→ USING THE INFORMATION
1. Summarize the reflection on Micah 6:8 in two sentences.
2. According to the reflection on Micah 6:8, which year of responding to God's call is the Presbytery of Philadelphia entering?
3. Reproduce the stretch from "Do justice. Love" through "followers of Jesus." in the reflection on Micah 6:8 word for word.

→ STUDY TEXT
╔══
“The LORD has told you, O mortal, what is good;
and what does the LORD require of you
but to do justice, and to love kindness,
and to walk humbly with your God?” (Micah 6:8)
Do justice. Love kindness. Walk humbly with our God. These words echo through the centuries and remind the children of God of the complex simplicity of our call. We are called to stand with the ways of justice, kindness, and humility against forces that often feel impenetrable – injustice, hate, and poverty. These forces tempt us to turn on one another, take away the dignity of brothers and sisters, and tempt us to focus on what divides us. This has caused me to dig deep and consider our counter-cultural call as followers of Jesus.
What does it mean to be a Christian – a faithful servant of Christ – at a time such as this?
This question seems to be even more relevant as we, the Presbytery of Philadelphia, enter our 300th year of responding to God’s call and faithfulness as individuals and congregations. And so I have allowed myself to consider some moments in our nation’s history when culture and church collided:
- The Civil War and the call to stand on the side of the abolitionist.
╚══
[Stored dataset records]
╔══
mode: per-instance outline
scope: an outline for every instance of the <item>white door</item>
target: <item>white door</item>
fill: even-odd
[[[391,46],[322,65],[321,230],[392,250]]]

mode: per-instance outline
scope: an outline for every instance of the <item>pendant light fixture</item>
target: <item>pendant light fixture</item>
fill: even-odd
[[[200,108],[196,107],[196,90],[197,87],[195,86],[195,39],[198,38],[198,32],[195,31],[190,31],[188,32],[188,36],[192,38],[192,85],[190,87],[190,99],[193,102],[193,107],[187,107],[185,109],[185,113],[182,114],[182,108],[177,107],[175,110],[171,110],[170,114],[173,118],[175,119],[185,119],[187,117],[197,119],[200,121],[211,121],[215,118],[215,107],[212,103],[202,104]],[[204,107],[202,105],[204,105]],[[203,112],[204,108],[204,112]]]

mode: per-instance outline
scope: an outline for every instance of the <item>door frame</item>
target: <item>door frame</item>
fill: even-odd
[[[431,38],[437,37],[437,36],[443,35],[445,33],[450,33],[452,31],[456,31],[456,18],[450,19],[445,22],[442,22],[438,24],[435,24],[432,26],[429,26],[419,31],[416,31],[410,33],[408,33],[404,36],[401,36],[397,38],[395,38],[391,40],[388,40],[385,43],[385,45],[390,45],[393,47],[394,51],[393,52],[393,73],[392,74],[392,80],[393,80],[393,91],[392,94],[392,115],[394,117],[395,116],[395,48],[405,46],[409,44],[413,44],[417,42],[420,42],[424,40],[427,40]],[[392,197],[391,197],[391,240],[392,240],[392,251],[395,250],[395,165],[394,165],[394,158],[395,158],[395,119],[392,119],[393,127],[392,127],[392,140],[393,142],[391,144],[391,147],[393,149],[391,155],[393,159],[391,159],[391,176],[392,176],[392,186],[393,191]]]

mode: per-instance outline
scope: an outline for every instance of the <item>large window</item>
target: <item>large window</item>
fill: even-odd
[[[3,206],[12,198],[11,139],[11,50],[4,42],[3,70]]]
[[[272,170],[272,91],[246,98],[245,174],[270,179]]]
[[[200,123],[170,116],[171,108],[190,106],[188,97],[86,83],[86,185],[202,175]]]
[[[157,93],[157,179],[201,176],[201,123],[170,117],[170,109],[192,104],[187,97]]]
╚══
→ TASK-BY-TASK SOLUTIONS
1. The reflection opens with Micah 6:8's call to do justice, love kindness, and walk humbly with God, and it says these ways must stand against injustice, hate, and poverty, forces that tempt people to turn on one another and focus on what divides them. As the Presbytery of Philadelphia enters its 300th year, the writer asks what it means to be a faithful servant of Christ at such a time and begins to consider moments in the nation's history when culture and church collided, starting with the Civil War and the call to side with the abolitionist.

2. Its 300th year.

3.
Do justice. Love kindness. Walk humbly with our God. These words echo through the centuries and remind the children of God of the complex simplicity of our call. We are called to stand with the ways of justice, kindness, and humility against forces that often feel impenetrable – injustice, hate, and poverty. These forces tempt us to turn on one another, take away the dignity of brothers and sisters, and tempt us to focus on what divides us. This has caused me to dig deep and consider our counter-cultural call as followers of Jesus.